• [Gösterilen metin]
►

10 Ekim Katliamı sanıklarının, bir kişiyi infaz etme ve DAİŞ kamplarında eğitim gördüklerine ilişkin görüntüleri, 7 yıl sonra dava dosyasına eklendi.

10 Ekim Ankara Katliamı Davası’nda avukatların yıllardır talep etmesine rağmen gönderilmeyen deliller, bombalı saldırılarının nasıl göz göre göre geldiğini bir kez daha ortaya koydu. 10 Ekim Ankara Katliamı’nın sanıklarından Ahmet Güneş, Mustafa Delibaşlar ve Ökkeş Durmaz, 25 Mart 2014’te Riha’dan Dilok’a doğru giderken rutin yol kontrolü sırasında araç içinde çeşitli örgütsel dokümanlar ve araç dışında çalılıklar arasına gizlenmiş dijital materyallerle yakalanmıştı. Üzerlerinde yakalanan materyallerde, Suriye’de çatışma bölgelerinde yer alan DAİŞ askeri eğitim kamplarında bu kişilerin silahlı eğitim aldığı ve bir şahsı infaz ettiği görüntüler bulunmuştu. Tutuklanan sanıklar hakkında Gaziantep 5. Ağır Ceza Mahkemesi’nde “Örgüt üyeliği”nden dava açılmıştı. Ancak DAİŞ kamplarında eğitim aldıkları ve bir kişiyi öldürdükleri görüntülerle sabit olan DAİŞ’liler, 30 Haziran 2015 tarihli MİT raporuyla serbest bırakıldı. 10 Ekim Katliamı’ndan yalnızca 12 gün sonra Ökkeş Durmaz ve Mustafa Delibaşlar hakkında beraat; Ahmet Güneş hakkında ise 6 yıl 3 ay hapis cezası verildi. Ancak çoktan serbest bırakılan sanıklar Suriye’ye dönerek, DAİŞ’in eylemlerinde yer almaya devam etti.

◄

• [Kayıtlı bilgiler]
►

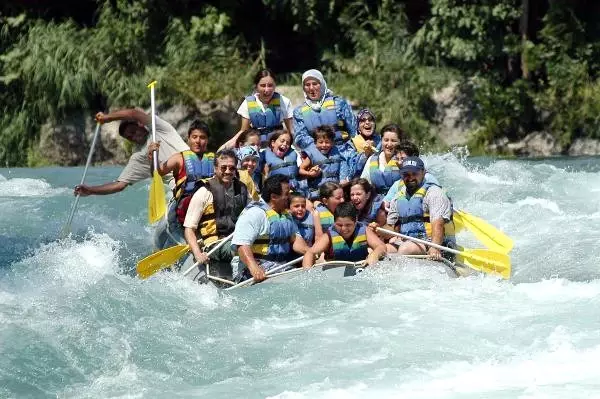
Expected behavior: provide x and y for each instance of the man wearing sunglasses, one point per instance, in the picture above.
(224, 197)
(422, 210)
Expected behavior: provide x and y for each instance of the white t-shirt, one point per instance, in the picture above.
(139, 167)
(285, 104)
(197, 206)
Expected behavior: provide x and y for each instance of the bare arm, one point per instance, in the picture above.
(229, 144)
(299, 245)
(192, 240)
(318, 226)
(129, 113)
(173, 164)
(102, 189)
(289, 125)
(247, 257)
(320, 246)
(437, 237)
(307, 170)
(376, 245)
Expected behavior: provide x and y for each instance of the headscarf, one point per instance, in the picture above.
(246, 152)
(315, 74)
(366, 111)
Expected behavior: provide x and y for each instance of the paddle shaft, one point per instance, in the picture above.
(270, 272)
(428, 243)
(212, 251)
(153, 117)
(87, 165)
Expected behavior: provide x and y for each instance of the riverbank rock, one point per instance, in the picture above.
(536, 144)
(453, 116)
(581, 147)
(68, 143)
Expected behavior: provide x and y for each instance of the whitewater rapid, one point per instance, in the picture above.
(75, 322)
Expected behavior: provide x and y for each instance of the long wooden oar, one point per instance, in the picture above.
(270, 272)
(157, 205)
(483, 260)
(166, 257)
(487, 234)
(67, 228)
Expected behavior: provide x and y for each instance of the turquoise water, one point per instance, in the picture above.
(75, 322)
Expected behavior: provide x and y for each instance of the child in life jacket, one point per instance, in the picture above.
(248, 164)
(325, 165)
(280, 158)
(304, 219)
(347, 240)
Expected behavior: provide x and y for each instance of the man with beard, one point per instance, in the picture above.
(265, 235)
(422, 210)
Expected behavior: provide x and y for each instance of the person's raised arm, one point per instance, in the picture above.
(302, 137)
(173, 164)
(320, 246)
(103, 189)
(128, 113)
(376, 245)
(307, 170)
(247, 257)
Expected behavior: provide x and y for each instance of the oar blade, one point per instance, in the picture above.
(487, 234)
(487, 261)
(157, 205)
(161, 259)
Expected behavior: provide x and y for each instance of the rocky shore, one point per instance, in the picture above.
(68, 143)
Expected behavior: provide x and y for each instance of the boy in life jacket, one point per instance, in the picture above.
(326, 165)
(304, 219)
(189, 168)
(281, 158)
(347, 240)
(248, 163)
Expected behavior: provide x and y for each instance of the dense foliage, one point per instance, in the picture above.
(522, 65)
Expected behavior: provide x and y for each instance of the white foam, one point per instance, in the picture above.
(540, 202)
(22, 187)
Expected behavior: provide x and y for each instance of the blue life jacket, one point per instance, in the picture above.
(383, 180)
(330, 171)
(276, 245)
(287, 166)
(354, 152)
(306, 227)
(194, 169)
(414, 222)
(325, 216)
(265, 121)
(356, 251)
(327, 115)
(372, 215)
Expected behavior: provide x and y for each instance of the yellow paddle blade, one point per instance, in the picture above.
(487, 234)
(157, 206)
(486, 261)
(161, 259)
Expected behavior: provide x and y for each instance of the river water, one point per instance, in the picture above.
(75, 322)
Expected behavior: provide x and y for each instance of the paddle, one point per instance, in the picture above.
(487, 234)
(483, 260)
(67, 227)
(157, 205)
(270, 272)
(166, 257)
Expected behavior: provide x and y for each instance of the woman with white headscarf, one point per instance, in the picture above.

◄

• [Yapılacak iş] 10 Ekim davasını anlatan metne göre şu ifadeler doğru mu: 1. Görüntüler dava dosyasına 7 yıl sonra eklendi. 2. Üç sanığın hepsi hapis cezası aldı. 3. Sanıklar 25 Mart 2014’te bir yol kontrolünde yakalandı. Her biri için evet ya da hayır deyin ve kararı belirleyen sözleri metinden aynen alıntılayın.

• [Yazılı yanıt]
1. Evet: "7 yıl sonra dava dosyasına eklendi"
2. Hayır: "Ökkeş Durmaz ve Mustafa Delibaşlar hakkında beraat; Ahmet Güneş hakkında ise 6 yıl 3 ay hapis cezası verildi"
3. Evet: "25 Mart 2014’te Riha’dan Dilok’a doğru giderken rutin yol kontrolü sırasında"